> [WORK TO BE COMPLETED] At the line containing "For every instance of the flowing", begin setting down the entries exactly, and stop only after the last line.

Collection entries:
§ §

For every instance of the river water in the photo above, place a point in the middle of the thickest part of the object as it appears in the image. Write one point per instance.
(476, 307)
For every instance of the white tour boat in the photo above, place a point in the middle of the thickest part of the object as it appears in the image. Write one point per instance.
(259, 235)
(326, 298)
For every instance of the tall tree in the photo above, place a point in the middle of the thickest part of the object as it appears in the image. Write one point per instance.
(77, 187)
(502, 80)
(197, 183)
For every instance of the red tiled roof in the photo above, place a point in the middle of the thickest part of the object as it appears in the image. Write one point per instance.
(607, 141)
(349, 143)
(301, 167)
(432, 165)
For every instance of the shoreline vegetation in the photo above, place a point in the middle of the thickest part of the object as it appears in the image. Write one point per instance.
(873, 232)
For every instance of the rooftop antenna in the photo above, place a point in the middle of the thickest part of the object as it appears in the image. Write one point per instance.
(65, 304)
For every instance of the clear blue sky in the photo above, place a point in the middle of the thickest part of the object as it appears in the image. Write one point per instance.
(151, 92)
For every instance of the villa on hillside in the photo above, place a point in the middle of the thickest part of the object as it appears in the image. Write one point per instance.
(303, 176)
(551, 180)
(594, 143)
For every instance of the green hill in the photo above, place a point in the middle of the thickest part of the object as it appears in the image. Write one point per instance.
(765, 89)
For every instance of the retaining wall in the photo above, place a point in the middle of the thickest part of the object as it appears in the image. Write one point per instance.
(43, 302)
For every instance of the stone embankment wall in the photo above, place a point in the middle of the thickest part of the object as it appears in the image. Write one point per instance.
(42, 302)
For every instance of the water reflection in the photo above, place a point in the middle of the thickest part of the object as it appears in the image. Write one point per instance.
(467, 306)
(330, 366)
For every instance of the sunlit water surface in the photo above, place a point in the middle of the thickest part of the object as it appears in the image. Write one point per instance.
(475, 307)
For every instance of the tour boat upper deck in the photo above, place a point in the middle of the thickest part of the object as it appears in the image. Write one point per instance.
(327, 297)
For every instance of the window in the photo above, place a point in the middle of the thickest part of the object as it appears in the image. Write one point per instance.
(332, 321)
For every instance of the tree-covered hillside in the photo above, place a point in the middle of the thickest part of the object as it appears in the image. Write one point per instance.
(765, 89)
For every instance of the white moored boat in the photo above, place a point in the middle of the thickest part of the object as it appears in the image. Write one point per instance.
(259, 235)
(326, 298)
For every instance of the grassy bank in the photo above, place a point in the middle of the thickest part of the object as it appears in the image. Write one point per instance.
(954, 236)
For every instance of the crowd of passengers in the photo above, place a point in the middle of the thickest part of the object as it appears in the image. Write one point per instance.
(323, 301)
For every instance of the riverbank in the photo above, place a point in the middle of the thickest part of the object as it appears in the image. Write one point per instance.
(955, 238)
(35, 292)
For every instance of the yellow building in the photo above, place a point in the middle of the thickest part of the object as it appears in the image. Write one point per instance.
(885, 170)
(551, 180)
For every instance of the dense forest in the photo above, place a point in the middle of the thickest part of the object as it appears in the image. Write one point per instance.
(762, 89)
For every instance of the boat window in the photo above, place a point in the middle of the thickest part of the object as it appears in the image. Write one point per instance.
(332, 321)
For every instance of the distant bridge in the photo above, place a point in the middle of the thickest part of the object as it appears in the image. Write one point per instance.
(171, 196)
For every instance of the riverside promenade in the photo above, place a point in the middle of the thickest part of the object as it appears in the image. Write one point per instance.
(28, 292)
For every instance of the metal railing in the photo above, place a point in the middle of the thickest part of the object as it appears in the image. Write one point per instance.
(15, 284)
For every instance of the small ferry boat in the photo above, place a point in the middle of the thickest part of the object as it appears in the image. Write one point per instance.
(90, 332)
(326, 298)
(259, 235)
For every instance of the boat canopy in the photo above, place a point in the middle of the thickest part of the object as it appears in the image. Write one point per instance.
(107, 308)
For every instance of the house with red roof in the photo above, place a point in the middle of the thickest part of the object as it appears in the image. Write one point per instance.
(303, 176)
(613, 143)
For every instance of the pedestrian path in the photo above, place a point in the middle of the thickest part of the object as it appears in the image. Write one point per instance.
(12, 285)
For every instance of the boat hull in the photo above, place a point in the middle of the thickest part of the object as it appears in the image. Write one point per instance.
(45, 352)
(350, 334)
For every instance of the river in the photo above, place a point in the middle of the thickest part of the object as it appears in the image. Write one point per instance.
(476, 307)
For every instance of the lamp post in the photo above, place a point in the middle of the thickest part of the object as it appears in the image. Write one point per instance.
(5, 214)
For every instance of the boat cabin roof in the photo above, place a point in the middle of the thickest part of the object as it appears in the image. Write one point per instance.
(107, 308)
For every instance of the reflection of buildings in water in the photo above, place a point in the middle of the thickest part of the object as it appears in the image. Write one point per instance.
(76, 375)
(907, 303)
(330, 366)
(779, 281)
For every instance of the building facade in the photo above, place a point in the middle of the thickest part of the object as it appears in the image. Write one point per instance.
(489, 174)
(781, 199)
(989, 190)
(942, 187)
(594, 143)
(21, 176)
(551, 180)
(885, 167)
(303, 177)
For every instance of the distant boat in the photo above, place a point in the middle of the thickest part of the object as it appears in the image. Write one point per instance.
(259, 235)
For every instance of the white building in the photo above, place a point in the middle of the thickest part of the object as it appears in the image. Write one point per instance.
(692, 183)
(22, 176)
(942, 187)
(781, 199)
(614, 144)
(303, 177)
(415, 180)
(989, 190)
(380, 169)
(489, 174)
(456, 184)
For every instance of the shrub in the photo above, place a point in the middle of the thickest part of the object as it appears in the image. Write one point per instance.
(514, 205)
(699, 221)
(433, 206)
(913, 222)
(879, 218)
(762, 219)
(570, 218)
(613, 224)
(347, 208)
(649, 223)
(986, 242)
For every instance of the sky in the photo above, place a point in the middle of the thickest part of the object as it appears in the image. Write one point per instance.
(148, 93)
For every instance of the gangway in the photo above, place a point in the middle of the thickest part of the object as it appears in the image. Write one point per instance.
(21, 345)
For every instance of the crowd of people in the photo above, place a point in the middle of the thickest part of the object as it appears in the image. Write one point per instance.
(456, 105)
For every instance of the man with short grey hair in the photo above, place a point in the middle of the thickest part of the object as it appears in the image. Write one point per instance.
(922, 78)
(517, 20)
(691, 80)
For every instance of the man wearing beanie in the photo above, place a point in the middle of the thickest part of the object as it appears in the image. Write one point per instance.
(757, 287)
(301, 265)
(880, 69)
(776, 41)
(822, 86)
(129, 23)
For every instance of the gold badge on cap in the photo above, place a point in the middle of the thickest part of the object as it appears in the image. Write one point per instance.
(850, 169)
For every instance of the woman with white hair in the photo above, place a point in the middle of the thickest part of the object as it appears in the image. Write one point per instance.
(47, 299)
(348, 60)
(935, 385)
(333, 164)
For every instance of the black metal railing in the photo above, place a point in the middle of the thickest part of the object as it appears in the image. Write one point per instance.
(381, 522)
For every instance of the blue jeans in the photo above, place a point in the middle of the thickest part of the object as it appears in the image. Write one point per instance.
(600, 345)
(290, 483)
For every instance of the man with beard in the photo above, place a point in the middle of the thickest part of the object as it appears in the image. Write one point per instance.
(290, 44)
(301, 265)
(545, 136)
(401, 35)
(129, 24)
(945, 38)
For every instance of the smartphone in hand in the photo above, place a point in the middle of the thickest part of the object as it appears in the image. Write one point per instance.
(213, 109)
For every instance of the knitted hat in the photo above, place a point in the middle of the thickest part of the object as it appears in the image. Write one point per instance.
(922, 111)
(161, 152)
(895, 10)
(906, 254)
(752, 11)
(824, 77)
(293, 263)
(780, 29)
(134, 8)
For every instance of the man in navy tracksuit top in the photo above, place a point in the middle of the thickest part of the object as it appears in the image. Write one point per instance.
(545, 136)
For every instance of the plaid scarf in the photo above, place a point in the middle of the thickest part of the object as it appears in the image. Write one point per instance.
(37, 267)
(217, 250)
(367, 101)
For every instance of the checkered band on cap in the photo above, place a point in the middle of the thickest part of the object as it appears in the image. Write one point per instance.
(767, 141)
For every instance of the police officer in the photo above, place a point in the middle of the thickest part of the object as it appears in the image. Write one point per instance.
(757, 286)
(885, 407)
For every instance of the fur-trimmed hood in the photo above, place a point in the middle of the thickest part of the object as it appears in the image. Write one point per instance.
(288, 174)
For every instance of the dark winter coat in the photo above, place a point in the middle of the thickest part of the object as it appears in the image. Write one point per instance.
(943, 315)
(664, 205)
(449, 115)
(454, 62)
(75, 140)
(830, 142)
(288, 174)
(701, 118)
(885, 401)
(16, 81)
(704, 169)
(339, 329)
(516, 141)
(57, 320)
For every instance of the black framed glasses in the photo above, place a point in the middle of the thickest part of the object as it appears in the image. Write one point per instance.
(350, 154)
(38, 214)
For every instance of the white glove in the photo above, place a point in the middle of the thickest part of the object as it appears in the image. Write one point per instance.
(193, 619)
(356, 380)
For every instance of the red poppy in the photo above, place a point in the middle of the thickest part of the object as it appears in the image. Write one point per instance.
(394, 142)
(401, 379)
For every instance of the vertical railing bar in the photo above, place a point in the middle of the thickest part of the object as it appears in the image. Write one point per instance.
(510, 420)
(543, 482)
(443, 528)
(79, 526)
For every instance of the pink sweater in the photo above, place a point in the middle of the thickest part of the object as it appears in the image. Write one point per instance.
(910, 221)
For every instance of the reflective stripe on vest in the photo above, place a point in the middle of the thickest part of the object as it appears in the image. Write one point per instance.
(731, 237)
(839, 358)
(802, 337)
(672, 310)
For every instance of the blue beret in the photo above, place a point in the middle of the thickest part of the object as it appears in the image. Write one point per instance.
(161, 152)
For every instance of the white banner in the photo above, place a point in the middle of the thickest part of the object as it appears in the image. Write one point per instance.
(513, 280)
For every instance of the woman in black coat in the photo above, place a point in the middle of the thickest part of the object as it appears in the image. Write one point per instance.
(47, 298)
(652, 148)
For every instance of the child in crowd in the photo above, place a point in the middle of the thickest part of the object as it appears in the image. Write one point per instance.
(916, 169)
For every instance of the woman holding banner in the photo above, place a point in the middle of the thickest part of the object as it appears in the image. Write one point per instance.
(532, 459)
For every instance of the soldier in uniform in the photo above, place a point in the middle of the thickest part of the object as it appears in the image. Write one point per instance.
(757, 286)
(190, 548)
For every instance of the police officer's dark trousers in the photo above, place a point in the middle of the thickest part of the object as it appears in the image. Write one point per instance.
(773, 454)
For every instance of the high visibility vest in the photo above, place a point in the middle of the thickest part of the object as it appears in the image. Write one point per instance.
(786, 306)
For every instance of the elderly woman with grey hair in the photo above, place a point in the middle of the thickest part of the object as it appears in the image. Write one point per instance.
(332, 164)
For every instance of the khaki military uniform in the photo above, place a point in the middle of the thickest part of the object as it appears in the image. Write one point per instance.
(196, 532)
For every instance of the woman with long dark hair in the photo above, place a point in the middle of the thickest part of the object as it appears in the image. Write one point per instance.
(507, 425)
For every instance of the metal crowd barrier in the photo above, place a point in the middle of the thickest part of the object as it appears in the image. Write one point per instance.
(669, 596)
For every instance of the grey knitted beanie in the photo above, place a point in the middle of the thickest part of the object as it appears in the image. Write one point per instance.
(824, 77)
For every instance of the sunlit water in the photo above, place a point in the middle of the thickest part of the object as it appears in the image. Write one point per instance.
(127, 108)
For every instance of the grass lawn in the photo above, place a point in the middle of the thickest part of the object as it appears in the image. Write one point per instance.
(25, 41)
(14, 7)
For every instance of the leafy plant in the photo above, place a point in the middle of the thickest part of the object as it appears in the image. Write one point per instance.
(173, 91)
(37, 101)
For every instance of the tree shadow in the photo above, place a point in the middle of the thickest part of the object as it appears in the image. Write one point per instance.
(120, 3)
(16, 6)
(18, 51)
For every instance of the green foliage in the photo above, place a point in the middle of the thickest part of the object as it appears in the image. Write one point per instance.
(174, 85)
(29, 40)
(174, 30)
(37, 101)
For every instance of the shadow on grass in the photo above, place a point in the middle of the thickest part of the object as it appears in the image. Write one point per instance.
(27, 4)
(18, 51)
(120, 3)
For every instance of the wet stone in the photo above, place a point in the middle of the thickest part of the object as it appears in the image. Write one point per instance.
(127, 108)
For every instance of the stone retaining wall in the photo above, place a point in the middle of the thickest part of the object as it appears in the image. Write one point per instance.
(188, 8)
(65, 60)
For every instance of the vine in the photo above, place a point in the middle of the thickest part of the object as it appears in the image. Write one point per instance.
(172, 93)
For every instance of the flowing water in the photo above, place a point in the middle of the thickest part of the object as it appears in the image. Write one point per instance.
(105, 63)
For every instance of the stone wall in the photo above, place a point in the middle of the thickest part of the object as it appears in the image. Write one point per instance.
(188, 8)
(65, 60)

§ §

> [RESULT OF THIS EXERCISE]
For every instance of the flowing water in the photo above, place a point in the middle of the thickest part of the object as it appears in the image. Write one point per instance.
(105, 63)
For every instance of the stone wall in the photo above, place a point in the middle of the thickest part of the object as it appears in the image. Write one point per instance.
(188, 8)
(65, 60)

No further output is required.